▶ [INSTRUCTIONS FOR THE TASK]:
Repeat each line of the data exactly as written.

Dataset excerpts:
· · ·

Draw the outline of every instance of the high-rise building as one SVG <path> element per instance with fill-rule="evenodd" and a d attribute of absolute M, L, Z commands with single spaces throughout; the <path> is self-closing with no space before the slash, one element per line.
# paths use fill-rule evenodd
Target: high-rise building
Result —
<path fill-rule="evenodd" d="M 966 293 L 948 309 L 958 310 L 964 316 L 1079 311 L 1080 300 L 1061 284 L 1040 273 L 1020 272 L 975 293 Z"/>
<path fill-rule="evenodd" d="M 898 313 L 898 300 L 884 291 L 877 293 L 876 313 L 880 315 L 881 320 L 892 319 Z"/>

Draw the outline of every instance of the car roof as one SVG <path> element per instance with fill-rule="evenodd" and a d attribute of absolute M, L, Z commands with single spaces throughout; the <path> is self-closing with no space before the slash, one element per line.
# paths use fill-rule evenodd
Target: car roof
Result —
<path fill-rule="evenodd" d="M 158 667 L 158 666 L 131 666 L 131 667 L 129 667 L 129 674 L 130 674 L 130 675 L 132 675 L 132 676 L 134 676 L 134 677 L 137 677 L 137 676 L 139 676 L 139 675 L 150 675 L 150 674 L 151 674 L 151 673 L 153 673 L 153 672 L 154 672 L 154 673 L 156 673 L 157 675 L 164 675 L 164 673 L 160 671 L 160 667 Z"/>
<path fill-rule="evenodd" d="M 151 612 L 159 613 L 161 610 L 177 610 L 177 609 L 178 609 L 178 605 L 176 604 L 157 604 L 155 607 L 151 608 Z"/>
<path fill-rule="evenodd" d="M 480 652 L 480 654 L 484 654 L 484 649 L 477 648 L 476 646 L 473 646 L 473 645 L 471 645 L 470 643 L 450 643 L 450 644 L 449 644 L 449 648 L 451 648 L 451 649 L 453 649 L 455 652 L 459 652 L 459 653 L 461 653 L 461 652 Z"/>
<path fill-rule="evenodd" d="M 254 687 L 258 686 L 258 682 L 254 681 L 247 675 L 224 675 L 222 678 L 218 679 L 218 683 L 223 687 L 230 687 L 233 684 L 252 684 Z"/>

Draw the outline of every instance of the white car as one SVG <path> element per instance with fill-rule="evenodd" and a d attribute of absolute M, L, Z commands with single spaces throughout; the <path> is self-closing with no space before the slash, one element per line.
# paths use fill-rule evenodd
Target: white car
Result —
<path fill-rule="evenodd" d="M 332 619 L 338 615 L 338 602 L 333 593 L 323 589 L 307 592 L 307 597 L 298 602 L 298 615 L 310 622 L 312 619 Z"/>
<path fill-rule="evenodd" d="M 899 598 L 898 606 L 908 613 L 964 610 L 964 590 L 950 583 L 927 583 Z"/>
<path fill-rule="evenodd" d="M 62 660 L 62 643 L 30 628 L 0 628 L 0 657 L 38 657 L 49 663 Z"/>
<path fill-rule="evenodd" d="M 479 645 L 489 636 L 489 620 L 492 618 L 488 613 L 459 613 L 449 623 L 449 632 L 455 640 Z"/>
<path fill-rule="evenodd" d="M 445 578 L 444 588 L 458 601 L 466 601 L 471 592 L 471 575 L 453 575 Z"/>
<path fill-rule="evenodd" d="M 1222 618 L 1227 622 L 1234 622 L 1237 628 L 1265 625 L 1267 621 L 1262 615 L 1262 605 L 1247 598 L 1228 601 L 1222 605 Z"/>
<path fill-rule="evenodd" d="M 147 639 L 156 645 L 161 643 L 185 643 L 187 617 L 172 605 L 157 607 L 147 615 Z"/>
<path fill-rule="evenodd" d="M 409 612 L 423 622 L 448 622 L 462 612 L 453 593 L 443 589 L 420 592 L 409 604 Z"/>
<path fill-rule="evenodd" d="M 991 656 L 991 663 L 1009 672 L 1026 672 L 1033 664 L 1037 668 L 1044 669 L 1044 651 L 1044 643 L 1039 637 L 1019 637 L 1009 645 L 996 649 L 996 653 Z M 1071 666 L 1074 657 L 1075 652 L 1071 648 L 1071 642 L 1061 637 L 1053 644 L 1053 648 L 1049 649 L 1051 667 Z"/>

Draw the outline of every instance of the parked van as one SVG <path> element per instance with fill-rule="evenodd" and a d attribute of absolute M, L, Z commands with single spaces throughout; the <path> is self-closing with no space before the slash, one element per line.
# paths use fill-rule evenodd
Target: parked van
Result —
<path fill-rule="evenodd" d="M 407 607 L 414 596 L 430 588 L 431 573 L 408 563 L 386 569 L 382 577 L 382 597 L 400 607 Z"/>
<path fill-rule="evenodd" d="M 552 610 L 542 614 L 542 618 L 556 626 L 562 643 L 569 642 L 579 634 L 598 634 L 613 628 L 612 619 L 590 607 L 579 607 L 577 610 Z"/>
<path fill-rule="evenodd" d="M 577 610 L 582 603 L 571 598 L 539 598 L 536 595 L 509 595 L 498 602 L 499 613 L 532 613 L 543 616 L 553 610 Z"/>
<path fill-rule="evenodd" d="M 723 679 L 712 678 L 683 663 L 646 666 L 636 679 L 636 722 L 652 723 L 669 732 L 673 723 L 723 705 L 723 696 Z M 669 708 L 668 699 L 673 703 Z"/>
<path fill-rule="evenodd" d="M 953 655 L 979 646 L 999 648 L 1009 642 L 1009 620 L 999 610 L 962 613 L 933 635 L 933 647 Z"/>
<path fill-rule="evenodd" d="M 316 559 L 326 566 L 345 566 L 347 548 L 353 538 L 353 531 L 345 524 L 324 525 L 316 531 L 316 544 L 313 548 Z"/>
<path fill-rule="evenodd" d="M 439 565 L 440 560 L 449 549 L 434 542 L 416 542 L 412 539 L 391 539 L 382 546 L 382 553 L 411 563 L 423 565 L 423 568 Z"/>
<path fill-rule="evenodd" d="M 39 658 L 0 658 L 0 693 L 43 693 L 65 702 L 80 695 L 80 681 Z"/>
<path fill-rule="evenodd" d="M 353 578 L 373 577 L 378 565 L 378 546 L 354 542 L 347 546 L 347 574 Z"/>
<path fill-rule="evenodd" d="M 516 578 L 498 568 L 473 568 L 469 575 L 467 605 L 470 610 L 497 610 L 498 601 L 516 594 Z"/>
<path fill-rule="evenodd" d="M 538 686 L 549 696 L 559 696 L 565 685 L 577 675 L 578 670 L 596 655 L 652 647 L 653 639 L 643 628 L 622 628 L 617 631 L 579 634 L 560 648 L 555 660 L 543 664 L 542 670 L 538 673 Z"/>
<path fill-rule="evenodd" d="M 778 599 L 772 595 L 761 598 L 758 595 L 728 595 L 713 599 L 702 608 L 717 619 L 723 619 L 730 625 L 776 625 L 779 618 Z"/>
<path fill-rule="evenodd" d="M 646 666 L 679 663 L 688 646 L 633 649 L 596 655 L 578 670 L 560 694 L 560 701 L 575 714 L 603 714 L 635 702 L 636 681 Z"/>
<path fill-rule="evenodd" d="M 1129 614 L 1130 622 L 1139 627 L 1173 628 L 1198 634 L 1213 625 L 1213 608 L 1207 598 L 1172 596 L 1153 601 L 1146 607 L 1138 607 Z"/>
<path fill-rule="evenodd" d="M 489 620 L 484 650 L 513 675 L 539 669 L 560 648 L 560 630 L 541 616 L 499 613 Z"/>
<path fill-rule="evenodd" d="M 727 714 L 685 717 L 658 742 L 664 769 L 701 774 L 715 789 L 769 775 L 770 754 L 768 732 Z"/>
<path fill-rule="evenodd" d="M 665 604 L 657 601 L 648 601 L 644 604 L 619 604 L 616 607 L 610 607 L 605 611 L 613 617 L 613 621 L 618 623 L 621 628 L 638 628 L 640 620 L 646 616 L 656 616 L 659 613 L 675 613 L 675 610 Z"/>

· · ·

▶ [YOUR RESPONSE]:
Draw the outline of every instance of the high-rise building as one SVG <path> element per instance with fill-rule="evenodd" and a d attribute of absolute M, L, Z commands with single spaces throughout; the <path> is self-closing with no space before the slash, one element per line.
# paths use fill-rule evenodd
Target: high-rise building
Result —
<path fill-rule="evenodd" d="M 966 293 L 948 309 L 958 310 L 964 316 L 1079 311 L 1080 300 L 1061 284 L 1040 273 L 1020 272 L 975 293 Z"/>
<path fill-rule="evenodd" d="M 898 313 L 898 300 L 884 291 L 877 293 L 876 313 L 880 315 L 881 320 L 892 319 Z"/>

Draw the outline of every instance of the car roof as one SVG <path> element per instance with fill-rule="evenodd" and a d attribute of absolute M, L, Z commands with single spaces throughout; the <path> is self-closing with no space before the slash, one element per line.
# paths use fill-rule evenodd
Target: car roof
Result —
<path fill-rule="evenodd" d="M 158 667 L 158 666 L 131 666 L 131 667 L 129 667 L 129 674 L 130 674 L 130 675 L 132 675 L 132 676 L 134 676 L 134 677 L 137 677 L 137 676 L 139 676 L 139 675 L 150 675 L 150 674 L 151 674 L 151 673 L 153 673 L 153 672 L 154 672 L 154 673 L 156 673 L 157 675 L 164 675 L 164 673 L 160 671 L 160 667 Z"/>
<path fill-rule="evenodd" d="M 151 612 L 159 613 L 161 610 L 177 610 L 177 609 L 178 609 L 178 605 L 176 604 L 157 604 L 155 607 L 151 608 Z"/>
<path fill-rule="evenodd" d="M 480 652 L 480 654 L 484 654 L 484 649 L 477 648 L 476 646 L 473 646 L 473 645 L 471 645 L 470 643 L 450 643 L 450 644 L 449 644 L 449 648 L 451 648 L 451 649 L 453 649 L 455 652 L 459 652 L 459 653 L 461 653 L 461 652 Z"/>
<path fill-rule="evenodd" d="M 254 687 L 258 686 L 258 682 L 254 681 L 247 675 L 224 675 L 222 678 L 218 679 L 218 683 L 223 687 L 230 687 L 233 684 L 252 684 Z"/>

Draw the outline of every instance of the white car as one SVG <path> element per instance with fill-rule="evenodd" and a d attribute of absolute M, L, Z commands with single spaces throughout; the <path> is self-closing with no space before the slash, one element per line.
# paths use fill-rule evenodd
Target: white car
Result —
<path fill-rule="evenodd" d="M 332 619 L 338 615 L 338 602 L 333 593 L 323 589 L 307 592 L 307 597 L 298 602 L 298 615 L 310 622 L 312 619 Z"/>
<path fill-rule="evenodd" d="M 899 598 L 898 606 L 908 613 L 964 610 L 964 590 L 950 583 L 927 583 Z"/>
<path fill-rule="evenodd" d="M 62 660 L 62 643 L 30 628 L 0 628 L 0 657 L 38 657 L 49 663 Z"/>
<path fill-rule="evenodd" d="M 479 645 L 489 636 L 489 620 L 492 618 L 488 613 L 459 613 L 449 623 L 449 632 L 455 640 Z"/>
<path fill-rule="evenodd" d="M 445 578 L 444 588 L 458 601 L 466 601 L 471 592 L 471 575 L 453 575 Z"/>
<path fill-rule="evenodd" d="M 1222 618 L 1227 622 L 1234 622 L 1237 628 L 1265 625 L 1267 621 L 1262 615 L 1262 605 L 1247 598 L 1228 601 L 1222 605 Z"/>
<path fill-rule="evenodd" d="M 147 639 L 156 645 L 161 643 L 185 643 L 187 617 L 172 605 L 157 607 L 147 615 Z"/>
<path fill-rule="evenodd" d="M 409 612 L 423 622 L 448 622 L 462 612 L 453 593 L 443 589 L 420 592 L 409 604 Z"/>
<path fill-rule="evenodd" d="M 991 656 L 991 663 L 1009 672 L 1026 672 L 1033 664 L 1037 668 L 1044 669 L 1044 651 L 1044 643 L 1039 637 L 1019 637 L 1009 645 L 996 649 L 996 653 Z M 1071 666 L 1074 657 L 1075 652 L 1071 648 L 1071 642 L 1061 637 L 1053 644 L 1053 648 L 1049 649 L 1051 667 Z"/>

Draw the outline of every instance of the parked van as one SVG <path> element per instance with fill-rule="evenodd" and a d attribute of absolute M, L, Z commands with single spaces throughout; the <path> is self-closing with no space before the slash, one element per line.
# paths use fill-rule evenodd
Target: parked van
Result —
<path fill-rule="evenodd" d="M 407 607 L 414 596 L 430 588 L 431 573 L 408 563 L 386 569 L 382 577 L 382 597 L 400 607 Z"/>
<path fill-rule="evenodd" d="M 552 610 L 542 614 L 542 618 L 556 626 L 562 643 L 569 642 L 579 634 L 598 634 L 613 628 L 612 619 L 590 607 L 579 607 L 577 610 Z"/>
<path fill-rule="evenodd" d="M 577 610 L 582 603 L 571 598 L 539 598 L 536 595 L 509 595 L 498 602 L 499 613 L 532 613 L 543 616 L 553 610 Z"/>
<path fill-rule="evenodd" d="M 723 679 L 712 678 L 683 663 L 646 666 L 636 679 L 636 722 L 652 723 L 669 732 L 673 723 L 723 705 L 723 696 Z M 669 708 L 668 699 L 673 703 Z"/>
<path fill-rule="evenodd" d="M 953 655 L 979 646 L 999 648 L 1009 642 L 1009 620 L 999 610 L 962 613 L 933 635 L 933 647 Z"/>
<path fill-rule="evenodd" d="M 316 559 L 326 566 L 345 566 L 347 548 L 353 538 L 353 531 L 345 524 L 324 525 L 316 531 L 316 544 L 313 548 Z"/>
<path fill-rule="evenodd" d="M 439 565 L 440 560 L 449 549 L 434 542 L 416 542 L 412 539 L 391 539 L 382 546 L 382 553 L 411 563 L 423 565 L 423 568 Z"/>
<path fill-rule="evenodd" d="M 39 658 L 0 658 L 0 693 L 43 693 L 65 702 L 80 695 L 80 681 Z"/>
<path fill-rule="evenodd" d="M 353 578 L 373 577 L 378 565 L 378 546 L 354 542 L 347 546 L 347 574 Z"/>
<path fill-rule="evenodd" d="M 516 578 L 498 568 L 473 568 L 469 575 L 467 605 L 470 610 L 497 610 L 498 601 L 516 594 Z"/>
<path fill-rule="evenodd" d="M 538 686 L 549 696 L 559 696 L 565 685 L 577 675 L 578 670 L 596 655 L 652 647 L 653 639 L 643 628 L 622 628 L 617 631 L 579 634 L 560 648 L 555 660 L 543 664 L 542 670 L 538 673 Z"/>
<path fill-rule="evenodd" d="M 778 599 L 772 595 L 761 598 L 758 595 L 728 595 L 713 599 L 702 608 L 717 619 L 723 619 L 730 625 L 776 625 L 779 618 Z"/>
<path fill-rule="evenodd" d="M 646 666 L 679 663 L 688 646 L 633 649 L 596 655 L 578 670 L 560 694 L 560 701 L 575 714 L 603 714 L 635 702 L 636 681 Z"/>
<path fill-rule="evenodd" d="M 1129 614 L 1130 622 L 1139 627 L 1173 628 L 1198 634 L 1213 625 L 1213 608 L 1207 598 L 1172 596 L 1153 601 L 1146 607 L 1138 607 Z"/>
<path fill-rule="evenodd" d="M 489 620 L 484 650 L 513 675 L 539 669 L 560 648 L 560 630 L 541 616 L 499 613 Z"/>
<path fill-rule="evenodd" d="M 727 714 L 685 717 L 658 742 L 664 769 L 701 774 L 715 789 L 769 775 L 770 754 L 768 732 Z"/>
<path fill-rule="evenodd" d="M 665 604 L 657 601 L 648 601 L 644 604 L 619 604 L 616 607 L 610 607 L 605 611 L 613 617 L 613 621 L 618 623 L 621 628 L 638 628 L 640 620 L 646 616 L 656 616 L 659 613 L 675 613 L 675 610 Z"/>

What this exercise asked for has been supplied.